+++ DOCUMENT TEXT

The quarter-century civil war in Sri Lanka has come to a dramatic
end. The army has apparently wiped out the entire leadership of the
Liberation Tigers of Tamil Eelam, including the leader who founded the
rebel group. Ror the first time in 26 years, the government says all
territory of the island nation is back under its control.
The chiefs of all Sri Lanka's security forces came to the president's official residence to personally inform him of the LTTE's total defeat.
It is an ending all but unimaginable just a few years ago when the rebels ran a virtual Tamil state, controlling much of the north and east under their control.
Sri Lanka's state-controlled broadcasters switched to patriotic programming and special reports to announce the victory and report the military had vanquished the entire leadership of the rebel organization.
"It has been revealed that the LTTE supremo, Velupillai Prabhakaran, has been killed owing to the attacks of the advancing troops today, in the morning," the announcer said.
Rebel leader, top commanders reportedly killed
Media reports say the rebel leader, along with other top commanders, was killed trying to flee in an ambulance. An official announcement of Prabhakaran's death is expected Tuesday when President Mahinda Rajapaksa addresses parliament.
Sri Lanka says its military freed more than 70,000 civilians who had been held "hostage" by the LTTE.
The rebels last week claimed thousands of Tamil civilians were dying because of military shelling. Sri Lanka accused the rebels of deliberately killing civilians and trying to switch blame for the deaths to the military.
EU Calls for investigations of alleged rights abuses
The European Union has called for an independent investigation to determine if human rights laws were violated.

++++++
+++ DATA PROVIDED

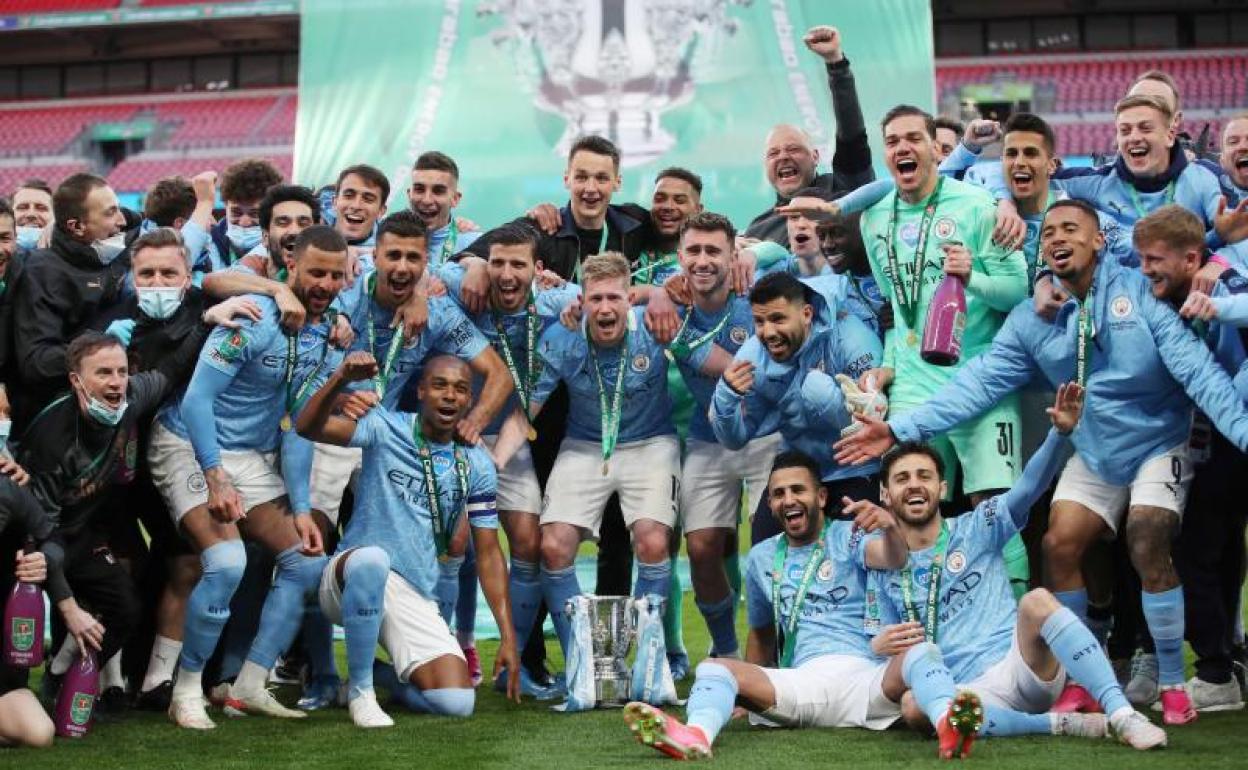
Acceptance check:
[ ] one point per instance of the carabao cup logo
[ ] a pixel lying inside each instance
(21, 634)
(610, 66)
(80, 710)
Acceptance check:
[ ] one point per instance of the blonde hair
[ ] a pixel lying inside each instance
(1172, 225)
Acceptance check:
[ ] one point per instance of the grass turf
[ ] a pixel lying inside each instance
(529, 735)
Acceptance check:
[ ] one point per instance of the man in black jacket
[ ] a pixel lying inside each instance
(66, 287)
(789, 157)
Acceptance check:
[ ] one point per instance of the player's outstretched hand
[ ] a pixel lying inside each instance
(1067, 407)
(896, 639)
(871, 441)
(867, 516)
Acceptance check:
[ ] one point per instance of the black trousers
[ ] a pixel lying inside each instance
(1209, 557)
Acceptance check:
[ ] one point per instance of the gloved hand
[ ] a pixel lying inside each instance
(870, 403)
(121, 328)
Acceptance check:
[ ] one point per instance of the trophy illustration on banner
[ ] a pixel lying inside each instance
(610, 66)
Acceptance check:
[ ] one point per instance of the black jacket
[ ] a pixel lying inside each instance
(61, 291)
(560, 252)
(851, 161)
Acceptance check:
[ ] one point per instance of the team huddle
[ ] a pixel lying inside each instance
(322, 413)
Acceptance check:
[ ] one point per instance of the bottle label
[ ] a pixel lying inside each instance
(21, 634)
(80, 710)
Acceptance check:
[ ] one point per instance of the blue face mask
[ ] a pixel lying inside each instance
(28, 236)
(243, 238)
(159, 302)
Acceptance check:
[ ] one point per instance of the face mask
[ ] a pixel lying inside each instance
(159, 302)
(28, 236)
(109, 248)
(243, 238)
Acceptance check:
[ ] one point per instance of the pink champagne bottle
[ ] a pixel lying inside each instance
(24, 624)
(946, 321)
(76, 700)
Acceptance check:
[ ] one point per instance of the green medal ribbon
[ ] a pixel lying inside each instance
(295, 398)
(788, 632)
(934, 575)
(602, 247)
(386, 366)
(1140, 207)
(648, 267)
(680, 348)
(523, 385)
(613, 409)
(441, 533)
(448, 246)
(909, 300)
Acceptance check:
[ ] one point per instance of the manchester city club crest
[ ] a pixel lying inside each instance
(956, 562)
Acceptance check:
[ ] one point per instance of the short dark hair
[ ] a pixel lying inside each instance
(907, 111)
(514, 233)
(437, 161)
(402, 225)
(597, 145)
(69, 201)
(1032, 124)
(1087, 209)
(684, 175)
(372, 176)
(709, 221)
(35, 184)
(86, 343)
(949, 122)
(776, 286)
(320, 236)
(161, 237)
(905, 449)
(286, 194)
(248, 179)
(795, 458)
(169, 200)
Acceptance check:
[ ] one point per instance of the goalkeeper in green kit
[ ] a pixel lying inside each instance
(927, 227)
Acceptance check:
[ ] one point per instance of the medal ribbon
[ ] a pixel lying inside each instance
(441, 533)
(909, 301)
(788, 632)
(934, 577)
(386, 366)
(610, 412)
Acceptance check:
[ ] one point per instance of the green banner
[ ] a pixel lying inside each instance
(504, 85)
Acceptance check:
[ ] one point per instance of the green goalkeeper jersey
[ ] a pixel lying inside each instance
(964, 214)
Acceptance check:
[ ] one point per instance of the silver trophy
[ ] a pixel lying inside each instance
(612, 630)
(610, 66)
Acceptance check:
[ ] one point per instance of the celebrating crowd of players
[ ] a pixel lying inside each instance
(322, 413)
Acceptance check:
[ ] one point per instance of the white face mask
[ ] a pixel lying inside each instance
(159, 302)
(109, 248)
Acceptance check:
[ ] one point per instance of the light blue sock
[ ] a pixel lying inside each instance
(711, 698)
(466, 603)
(924, 670)
(524, 587)
(653, 578)
(557, 587)
(1000, 721)
(447, 590)
(209, 605)
(1163, 612)
(363, 598)
(296, 578)
(1076, 648)
(1076, 600)
(721, 623)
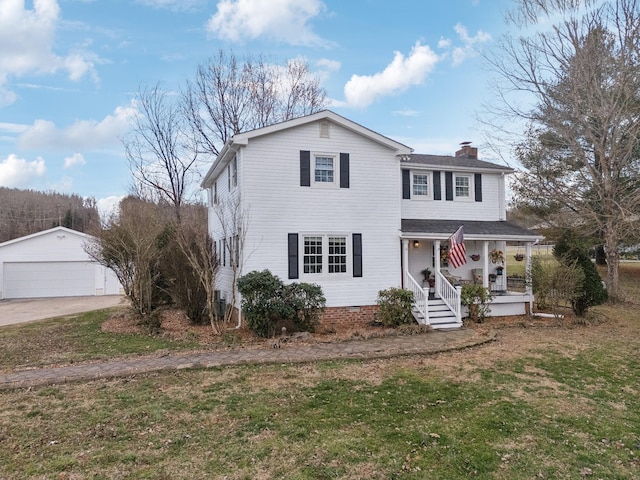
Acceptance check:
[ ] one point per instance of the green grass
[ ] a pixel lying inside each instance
(74, 338)
(549, 413)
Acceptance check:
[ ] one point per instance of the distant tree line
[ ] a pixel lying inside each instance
(23, 212)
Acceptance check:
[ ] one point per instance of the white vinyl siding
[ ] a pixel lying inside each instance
(491, 208)
(374, 172)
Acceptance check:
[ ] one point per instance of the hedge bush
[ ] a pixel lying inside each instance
(267, 301)
(395, 306)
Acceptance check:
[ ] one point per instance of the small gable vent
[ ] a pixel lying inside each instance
(324, 129)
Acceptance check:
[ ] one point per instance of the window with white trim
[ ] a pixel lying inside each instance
(421, 184)
(463, 187)
(324, 254)
(234, 172)
(337, 255)
(312, 256)
(324, 169)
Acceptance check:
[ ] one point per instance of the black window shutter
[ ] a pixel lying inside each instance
(477, 180)
(406, 184)
(437, 186)
(293, 255)
(448, 181)
(305, 168)
(344, 170)
(357, 254)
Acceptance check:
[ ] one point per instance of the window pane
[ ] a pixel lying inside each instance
(421, 184)
(324, 169)
(337, 255)
(462, 186)
(312, 257)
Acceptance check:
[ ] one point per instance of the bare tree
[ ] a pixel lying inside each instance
(228, 96)
(160, 156)
(23, 212)
(128, 245)
(196, 245)
(578, 61)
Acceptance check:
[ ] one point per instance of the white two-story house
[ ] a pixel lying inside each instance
(324, 200)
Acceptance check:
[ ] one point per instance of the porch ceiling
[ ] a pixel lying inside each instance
(473, 230)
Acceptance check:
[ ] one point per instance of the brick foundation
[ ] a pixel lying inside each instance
(351, 316)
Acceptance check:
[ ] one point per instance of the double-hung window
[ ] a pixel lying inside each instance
(324, 170)
(463, 187)
(337, 255)
(420, 184)
(324, 254)
(312, 257)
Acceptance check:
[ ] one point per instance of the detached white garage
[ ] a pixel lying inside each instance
(52, 263)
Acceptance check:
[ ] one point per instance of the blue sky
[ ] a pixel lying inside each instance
(70, 69)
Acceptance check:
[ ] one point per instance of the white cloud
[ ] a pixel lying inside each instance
(444, 43)
(82, 135)
(26, 41)
(469, 44)
(64, 185)
(108, 206)
(19, 173)
(406, 113)
(13, 127)
(283, 20)
(75, 159)
(400, 74)
(329, 65)
(176, 5)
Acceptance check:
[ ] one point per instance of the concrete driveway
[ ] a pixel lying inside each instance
(31, 309)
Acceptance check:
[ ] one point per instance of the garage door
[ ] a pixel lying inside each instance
(48, 279)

++++++

• _EXERCISE GOAL_:
Pick up the report on the end of Sri Lanka's civil war and continue it from its last sentence. The records were taken from a separate source.

• _RESULT OF THIS EXERCISE_:
Speaking to journalists at a ceremony at the presidential residence, Foreign Minister Rohitha Bogollagama predicted the international community would come around to seeing the situation as the Sri Lankan government does.
"This is defeating terrorism so that our people in Sri Lanka can be free of the scourge of terrorism and look towards their own development, the empowerment of the people economically and politically by our government," he said.
International community wants access to northern coast
The international community is also putting pressure on Sri Lanka to allow access to the strip of northeastern coast where heavy fighting took place for days.
U.N. spokesman Gordon Weiss tells VOA News that is essential for treating any remaining wounded or ill civilians who may have been left behind.
"We need access to the area," Weiss said. "I imagine that the authorities are busy transporting wounded civilians to hospitals and so forth. But nevertheless the U.N. has consistently asked that the U.N. and other humanitarian agencies have access to those areas. So far we have been restricted to the reception camps, the internment camps."
Sri Lanka's government says it can handle adequately what the international community terms a humanitarian crisis in which an estimated 300,000 Tamils have been displaced.